Given task:
Rewrite the records below as a two-column CSV with the headers instruction and output, one row per record. Quote each field, replace line breaks with spaces, and leave the pictures out.

##########

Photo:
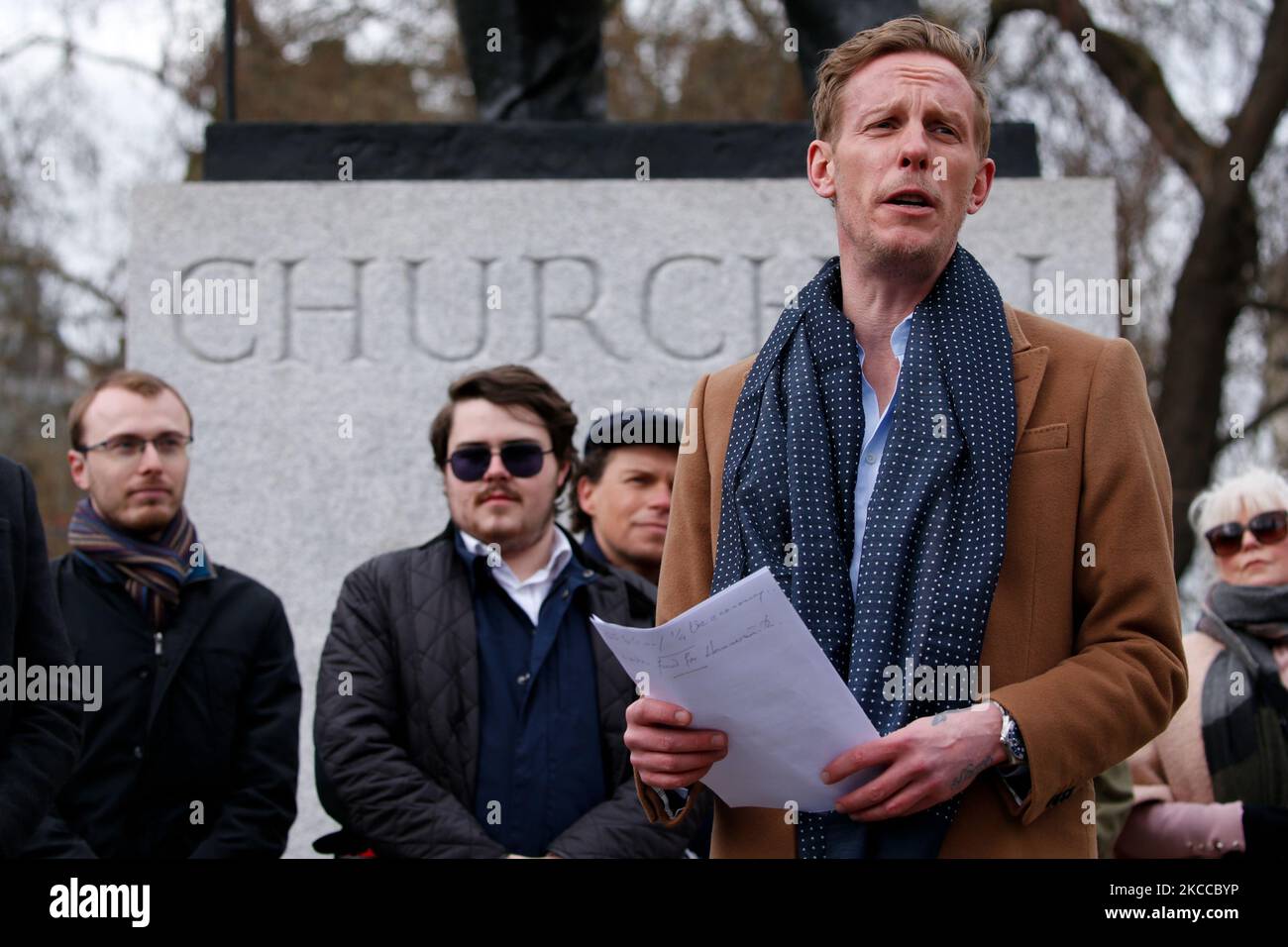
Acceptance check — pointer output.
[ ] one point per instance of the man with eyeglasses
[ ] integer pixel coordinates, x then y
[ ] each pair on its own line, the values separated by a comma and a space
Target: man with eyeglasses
465, 706
194, 750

##########

Written response:
instruction,output
"Photo: Acceptance check — pointer output. [ ] one point per instance of the man with eyeglasses [ ] integer pixel coordinates, x then y [ ] each pair on its own line, the values separated by a comma and a space Target: man with eyeglasses","465, 706 194, 750"